═════ Belge Alıntısı

Moby, beraber yol yürüdüğüm şarkıcılardan biri.
Kariyerinin neredeyse ilk gününden beri takibindeyim.
Beraber yaşadık o günleri.
Play, 18, Hotel, vs.
Bazı şarkıcılar/gruplar bende sınırsız krediye sahiptir.
Moby de onlardan.
Beni çıldırtacak birçok şey yaptı veya söyledi; ama günün sonunda sarıldık öpüştük, kopamadık.
Neden sevdiğimi de bilmiyorum.
Fakat şunu farkettim ki kendisini pek tanımıyormuşum.
Son zamanlarda yeni otobiyografisi (2019) Then It Fell Apart'ı okuyorum.
(Çıktığı zaman Natalie Portman'ı epey sinirlendirmişti)
Kitap adeta bağımlılık yarattı, elimden düşmüyor.
Onunla mutfağa gidiyorum, tuvalete uğruyorum, yetmiyor onunla yatağa giriyorum.

══════════

● Yazılı Problem:
Moby hakkındaki yazıyı iki cümleyle özetleyin. Bundan sonra gelen öğeler, Moby hakkındaki yazıdan bağımsız bir malzemedir.

═════ Veri Kayıtları

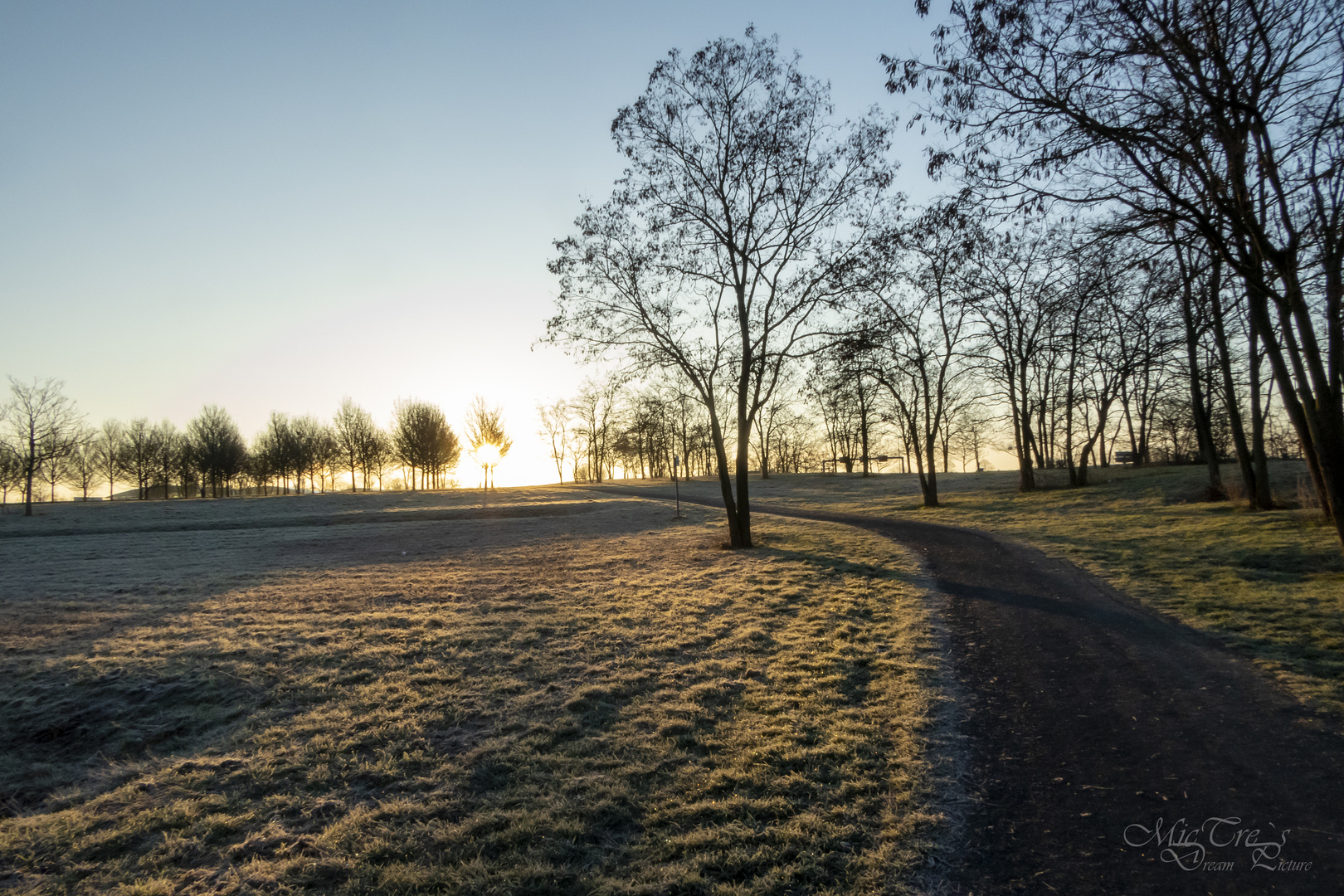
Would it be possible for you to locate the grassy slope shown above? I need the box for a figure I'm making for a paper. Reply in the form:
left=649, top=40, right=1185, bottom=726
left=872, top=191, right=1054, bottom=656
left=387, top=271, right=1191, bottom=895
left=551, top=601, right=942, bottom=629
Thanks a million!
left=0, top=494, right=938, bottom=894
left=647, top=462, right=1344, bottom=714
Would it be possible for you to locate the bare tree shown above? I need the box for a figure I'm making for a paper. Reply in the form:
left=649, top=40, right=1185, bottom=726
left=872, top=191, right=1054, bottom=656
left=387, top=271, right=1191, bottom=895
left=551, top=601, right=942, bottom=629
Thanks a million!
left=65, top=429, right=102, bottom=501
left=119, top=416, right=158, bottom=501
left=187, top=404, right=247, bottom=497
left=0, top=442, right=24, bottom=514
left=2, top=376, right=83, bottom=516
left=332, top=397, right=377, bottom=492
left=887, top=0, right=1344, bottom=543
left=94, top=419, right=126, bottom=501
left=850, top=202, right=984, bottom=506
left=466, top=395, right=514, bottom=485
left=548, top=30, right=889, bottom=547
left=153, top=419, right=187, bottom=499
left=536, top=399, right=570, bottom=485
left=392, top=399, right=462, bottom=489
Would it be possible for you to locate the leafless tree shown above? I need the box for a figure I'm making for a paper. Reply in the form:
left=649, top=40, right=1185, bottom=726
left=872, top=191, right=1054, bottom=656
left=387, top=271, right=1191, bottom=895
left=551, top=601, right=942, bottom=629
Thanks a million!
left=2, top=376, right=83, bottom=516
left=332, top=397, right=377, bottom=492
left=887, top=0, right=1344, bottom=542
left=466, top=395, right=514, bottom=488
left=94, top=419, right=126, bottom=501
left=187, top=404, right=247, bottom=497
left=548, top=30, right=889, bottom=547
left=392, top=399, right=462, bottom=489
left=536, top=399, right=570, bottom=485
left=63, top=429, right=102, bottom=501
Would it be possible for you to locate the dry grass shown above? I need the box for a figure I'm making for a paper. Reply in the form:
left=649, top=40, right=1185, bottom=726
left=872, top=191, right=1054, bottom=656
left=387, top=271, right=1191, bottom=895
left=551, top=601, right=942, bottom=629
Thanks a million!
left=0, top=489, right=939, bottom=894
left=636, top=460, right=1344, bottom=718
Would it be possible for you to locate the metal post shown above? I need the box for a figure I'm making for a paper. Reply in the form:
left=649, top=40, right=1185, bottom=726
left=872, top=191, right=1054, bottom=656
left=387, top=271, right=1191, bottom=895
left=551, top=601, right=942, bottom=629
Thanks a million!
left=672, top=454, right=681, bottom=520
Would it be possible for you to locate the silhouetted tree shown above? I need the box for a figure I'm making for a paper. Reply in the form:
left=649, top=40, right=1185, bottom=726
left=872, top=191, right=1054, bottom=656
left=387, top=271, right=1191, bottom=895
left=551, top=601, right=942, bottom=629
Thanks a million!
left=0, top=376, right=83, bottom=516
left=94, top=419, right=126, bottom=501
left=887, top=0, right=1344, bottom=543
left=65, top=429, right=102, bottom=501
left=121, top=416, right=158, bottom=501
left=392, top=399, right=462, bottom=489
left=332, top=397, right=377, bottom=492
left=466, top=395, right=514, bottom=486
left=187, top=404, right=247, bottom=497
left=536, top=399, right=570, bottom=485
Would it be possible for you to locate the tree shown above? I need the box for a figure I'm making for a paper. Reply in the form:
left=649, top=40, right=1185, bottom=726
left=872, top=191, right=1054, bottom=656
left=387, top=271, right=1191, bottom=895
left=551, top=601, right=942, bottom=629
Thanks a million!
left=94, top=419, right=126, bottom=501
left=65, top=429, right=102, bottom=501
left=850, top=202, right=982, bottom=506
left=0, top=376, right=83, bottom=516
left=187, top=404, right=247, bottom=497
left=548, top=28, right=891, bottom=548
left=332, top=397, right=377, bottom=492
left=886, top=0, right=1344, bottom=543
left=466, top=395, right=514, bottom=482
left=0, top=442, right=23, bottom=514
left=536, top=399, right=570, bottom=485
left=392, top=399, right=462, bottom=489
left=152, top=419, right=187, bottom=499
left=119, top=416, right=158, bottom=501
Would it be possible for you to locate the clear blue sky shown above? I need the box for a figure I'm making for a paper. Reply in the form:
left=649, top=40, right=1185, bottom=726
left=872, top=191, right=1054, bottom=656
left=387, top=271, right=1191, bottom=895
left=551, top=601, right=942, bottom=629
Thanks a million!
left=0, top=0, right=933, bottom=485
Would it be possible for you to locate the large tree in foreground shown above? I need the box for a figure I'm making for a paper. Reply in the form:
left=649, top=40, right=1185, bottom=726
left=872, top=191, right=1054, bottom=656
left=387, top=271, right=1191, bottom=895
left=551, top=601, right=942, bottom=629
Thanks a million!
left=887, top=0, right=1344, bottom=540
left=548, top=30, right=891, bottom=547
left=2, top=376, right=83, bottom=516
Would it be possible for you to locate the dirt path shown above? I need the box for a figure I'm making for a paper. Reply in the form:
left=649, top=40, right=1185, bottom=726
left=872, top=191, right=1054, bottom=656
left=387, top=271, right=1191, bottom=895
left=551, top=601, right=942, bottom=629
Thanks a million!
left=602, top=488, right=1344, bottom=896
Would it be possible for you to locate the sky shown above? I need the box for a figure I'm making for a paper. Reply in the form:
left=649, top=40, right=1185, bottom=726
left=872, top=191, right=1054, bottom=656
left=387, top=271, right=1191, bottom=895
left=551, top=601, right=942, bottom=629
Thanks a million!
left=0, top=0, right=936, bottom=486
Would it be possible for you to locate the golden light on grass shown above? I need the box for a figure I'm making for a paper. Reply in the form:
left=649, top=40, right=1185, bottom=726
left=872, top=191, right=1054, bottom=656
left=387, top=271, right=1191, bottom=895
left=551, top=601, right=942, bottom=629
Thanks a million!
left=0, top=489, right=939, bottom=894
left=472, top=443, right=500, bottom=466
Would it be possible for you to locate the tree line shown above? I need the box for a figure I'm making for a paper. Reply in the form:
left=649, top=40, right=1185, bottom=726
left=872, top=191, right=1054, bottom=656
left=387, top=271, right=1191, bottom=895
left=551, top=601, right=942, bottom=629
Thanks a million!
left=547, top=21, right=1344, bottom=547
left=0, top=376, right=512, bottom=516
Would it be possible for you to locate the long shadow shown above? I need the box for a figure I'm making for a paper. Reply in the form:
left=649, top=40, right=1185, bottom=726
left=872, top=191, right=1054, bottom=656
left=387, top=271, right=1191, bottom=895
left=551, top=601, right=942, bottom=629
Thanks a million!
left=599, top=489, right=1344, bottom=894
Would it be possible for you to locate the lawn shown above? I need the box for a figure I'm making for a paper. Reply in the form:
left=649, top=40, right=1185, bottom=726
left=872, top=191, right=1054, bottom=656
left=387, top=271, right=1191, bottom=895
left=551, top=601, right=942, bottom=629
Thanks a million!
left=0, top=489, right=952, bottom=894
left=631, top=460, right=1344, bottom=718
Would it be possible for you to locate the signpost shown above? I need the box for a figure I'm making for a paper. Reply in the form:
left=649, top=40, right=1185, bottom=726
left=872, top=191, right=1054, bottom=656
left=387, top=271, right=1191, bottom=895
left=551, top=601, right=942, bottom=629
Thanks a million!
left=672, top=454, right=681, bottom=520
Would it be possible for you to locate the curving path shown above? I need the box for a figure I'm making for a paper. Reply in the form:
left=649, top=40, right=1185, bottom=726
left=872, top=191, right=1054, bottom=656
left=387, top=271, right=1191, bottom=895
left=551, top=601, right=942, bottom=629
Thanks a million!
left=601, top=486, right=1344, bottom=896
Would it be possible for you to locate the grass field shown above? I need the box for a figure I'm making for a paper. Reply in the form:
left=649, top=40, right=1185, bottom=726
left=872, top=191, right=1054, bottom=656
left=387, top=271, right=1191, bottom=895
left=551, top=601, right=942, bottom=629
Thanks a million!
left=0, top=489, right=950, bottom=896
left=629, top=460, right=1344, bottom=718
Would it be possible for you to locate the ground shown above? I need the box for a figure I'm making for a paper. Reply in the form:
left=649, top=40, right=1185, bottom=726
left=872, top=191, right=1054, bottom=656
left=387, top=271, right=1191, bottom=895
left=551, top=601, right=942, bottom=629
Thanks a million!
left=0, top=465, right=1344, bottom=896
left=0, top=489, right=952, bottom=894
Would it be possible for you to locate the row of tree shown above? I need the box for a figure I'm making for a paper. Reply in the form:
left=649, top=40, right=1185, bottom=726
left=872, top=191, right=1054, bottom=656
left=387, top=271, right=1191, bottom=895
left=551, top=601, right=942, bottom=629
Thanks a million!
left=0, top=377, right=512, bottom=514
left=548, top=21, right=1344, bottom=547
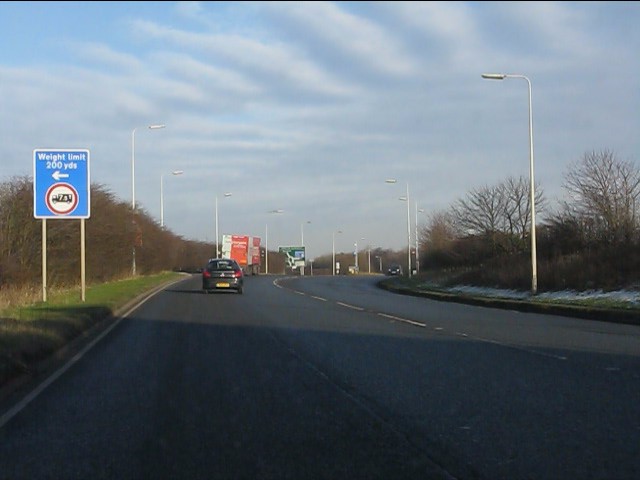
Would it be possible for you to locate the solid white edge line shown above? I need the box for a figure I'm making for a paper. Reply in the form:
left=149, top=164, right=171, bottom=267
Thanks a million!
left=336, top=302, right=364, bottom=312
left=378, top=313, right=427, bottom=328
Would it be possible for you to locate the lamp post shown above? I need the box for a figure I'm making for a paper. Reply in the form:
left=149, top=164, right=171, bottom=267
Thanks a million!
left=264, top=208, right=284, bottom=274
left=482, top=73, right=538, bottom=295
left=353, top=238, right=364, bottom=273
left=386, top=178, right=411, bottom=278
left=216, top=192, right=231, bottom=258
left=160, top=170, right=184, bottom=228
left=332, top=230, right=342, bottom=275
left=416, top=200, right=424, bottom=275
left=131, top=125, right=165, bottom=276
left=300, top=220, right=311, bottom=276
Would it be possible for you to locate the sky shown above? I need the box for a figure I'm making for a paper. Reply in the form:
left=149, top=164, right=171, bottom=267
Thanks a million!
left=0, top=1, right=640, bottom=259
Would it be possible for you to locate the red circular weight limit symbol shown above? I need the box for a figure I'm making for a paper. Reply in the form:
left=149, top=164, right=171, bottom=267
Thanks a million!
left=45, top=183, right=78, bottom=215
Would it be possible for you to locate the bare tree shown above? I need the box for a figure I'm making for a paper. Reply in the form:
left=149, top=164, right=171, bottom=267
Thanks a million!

══════════

● Görevin Çözümü:
Yazar, kariyerinin neredeyse ilk gününden beri takip ettiği Moby'nin kendisinde sınırsız krediye sahip şarkıcılardan biri olduğunu söyler. Onu neden sevdiğini bilmese de kendisini pek tanımadığını fark ettiğini, son zamanlarda 2019 tarihli otobiyografisi Then It Fell Apart'ı okuduğunu ve kitabın adeta bağımlılık yaratıp elinden düşmediğini anlatır.